* WHAT THIS TASK INVOLVES *
Could you collect every line of the entries below that contains the string "coordinates"? Treat case as significant.

+-------+

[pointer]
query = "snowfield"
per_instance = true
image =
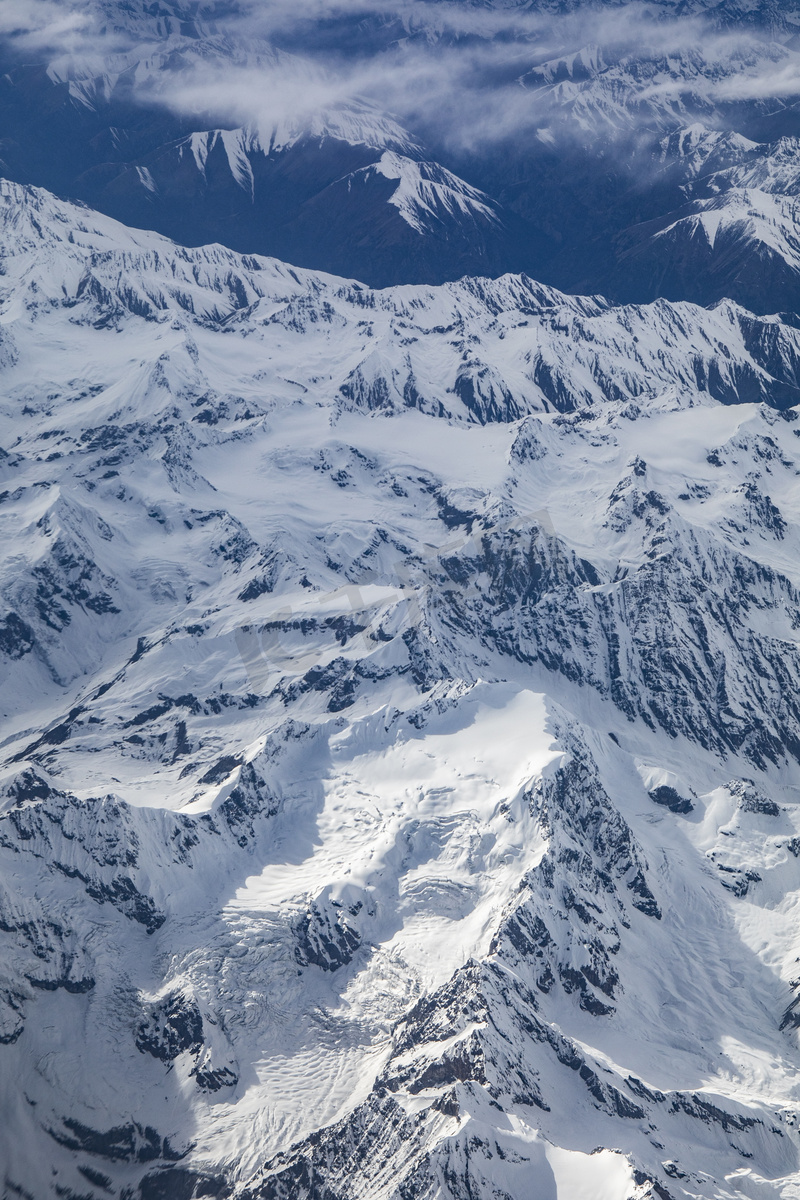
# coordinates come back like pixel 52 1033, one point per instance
pixel 401 733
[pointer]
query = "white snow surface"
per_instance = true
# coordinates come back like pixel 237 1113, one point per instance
pixel 400 733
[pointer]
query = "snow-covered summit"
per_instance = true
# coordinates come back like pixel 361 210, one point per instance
pixel 401 732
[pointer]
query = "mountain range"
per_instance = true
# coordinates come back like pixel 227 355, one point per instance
pixel 400 607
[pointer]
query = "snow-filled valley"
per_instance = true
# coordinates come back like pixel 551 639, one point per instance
pixel 400 733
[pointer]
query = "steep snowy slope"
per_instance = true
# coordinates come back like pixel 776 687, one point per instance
pixel 187 121
pixel 401 733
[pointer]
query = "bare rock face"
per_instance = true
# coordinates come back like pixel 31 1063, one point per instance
pixel 401 730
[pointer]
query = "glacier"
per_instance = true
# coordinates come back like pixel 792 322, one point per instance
pixel 400 732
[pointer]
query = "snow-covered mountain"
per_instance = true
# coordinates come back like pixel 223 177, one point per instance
pixel 401 732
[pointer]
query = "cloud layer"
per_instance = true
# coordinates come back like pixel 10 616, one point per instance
pixel 461 75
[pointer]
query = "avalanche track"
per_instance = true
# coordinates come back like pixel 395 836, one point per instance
pixel 401 733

+-------+

* SOLVED EXERCISE *
# coordinates come back like pixel 52 1033, one point per instance
# coordinates come back like pixel 237 1113, one point per instance
# coordinates come back like pixel 361 210, one point per instance
# coordinates come back like pixel 227 355, one point per instance
# coordinates come back like pixel 551 639, one point per instance
# coordinates come back like pixel 776 687, one point per instance
# coordinates come back like pixel 31 1063, one point per instance
# coordinates come back like pixel 792 322, one point per instance
# coordinates come back like pixel 223 177, one point per instance
# coordinates come back like pixel 10 616, one point per instance
# coordinates come back like pixel 395 836, one point per instance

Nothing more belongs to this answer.